### WHAT IS REQUIRED
Can you reproduce every one of the items below line for line, without changing a single character?

### RAW RECORDS
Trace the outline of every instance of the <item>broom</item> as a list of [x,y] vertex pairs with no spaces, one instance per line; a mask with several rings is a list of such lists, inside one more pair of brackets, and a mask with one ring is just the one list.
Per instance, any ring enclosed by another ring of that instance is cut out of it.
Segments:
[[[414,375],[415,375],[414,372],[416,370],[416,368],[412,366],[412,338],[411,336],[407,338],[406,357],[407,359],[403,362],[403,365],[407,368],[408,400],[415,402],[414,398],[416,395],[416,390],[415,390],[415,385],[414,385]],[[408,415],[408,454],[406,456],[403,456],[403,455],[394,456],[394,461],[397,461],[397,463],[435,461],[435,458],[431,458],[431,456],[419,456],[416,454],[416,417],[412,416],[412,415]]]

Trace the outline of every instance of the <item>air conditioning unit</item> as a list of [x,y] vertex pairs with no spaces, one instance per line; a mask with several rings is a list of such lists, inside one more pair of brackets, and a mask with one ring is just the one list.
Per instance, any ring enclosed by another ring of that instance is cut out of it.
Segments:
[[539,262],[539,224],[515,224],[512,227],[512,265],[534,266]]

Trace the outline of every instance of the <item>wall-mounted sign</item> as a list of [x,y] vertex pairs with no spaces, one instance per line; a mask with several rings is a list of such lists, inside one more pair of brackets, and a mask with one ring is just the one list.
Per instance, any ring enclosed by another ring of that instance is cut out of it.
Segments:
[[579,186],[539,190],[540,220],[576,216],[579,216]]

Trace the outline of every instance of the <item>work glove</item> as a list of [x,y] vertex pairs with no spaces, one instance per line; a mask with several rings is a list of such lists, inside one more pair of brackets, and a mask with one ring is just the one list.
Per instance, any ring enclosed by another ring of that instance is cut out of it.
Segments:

### SOLUTION BELOW
Trace the outline of every instance of the <item>broom</item> as a list of [x,y] vertex pairs with no spaces, one instance per line; a mask with several rings is a list of such lists, inside one more pair of brackets, and a mask with one ring is just the one list.
Per instance, any ring enclosed by another ring of that instance is cut out of it.
Segments:
[[[414,375],[415,375],[414,372],[416,370],[416,368],[412,366],[412,338],[411,336],[407,338],[406,357],[407,359],[403,362],[403,365],[407,368],[408,400],[415,402],[414,398],[416,395],[416,390],[415,390],[415,385],[414,385]],[[408,415],[408,454],[406,456],[403,456],[403,455],[394,456],[394,461],[397,461],[397,463],[435,461],[435,458],[431,458],[431,456],[419,456],[416,454],[416,417],[412,416],[412,415]]]

Trace the outline of every instance of the <item>air conditioning unit</item> as a list of [x,y] vertex pairs with no spaces, one instance per line; a mask with several rings is a list of such lists, inside one more pair of brackets, and a mask with one ring is just the one list.
Per instance, any ring enclosed by another ring of that instance is cut out of it.
Segments:
[[539,262],[539,224],[515,224],[512,227],[512,265],[534,266]]

Trace the outline of every instance of the <item>wall-mounted sign</item> as a list of [x,y] vertex pairs with no spaces, one instance per line; a mask with several rings is a list of such lists, inside one more pair of brackets, and a mask with one ring is just the one list.
Per instance, any ring enclosed by another ring of that instance is cut out of it.
Segments:
[[579,186],[539,190],[540,220],[576,216],[579,216]]

Trace the outline of every instance of the <item>work glove</item> as a list of [x,y] vertex pairs with no spaces, one instance per line; a mask with several rings is a list of such lists, inside one more pair of brackets, and a mask with one ring is just the one list.
Per instance, any ring enclosed by another ring of that instance is cut out of it.
Segments:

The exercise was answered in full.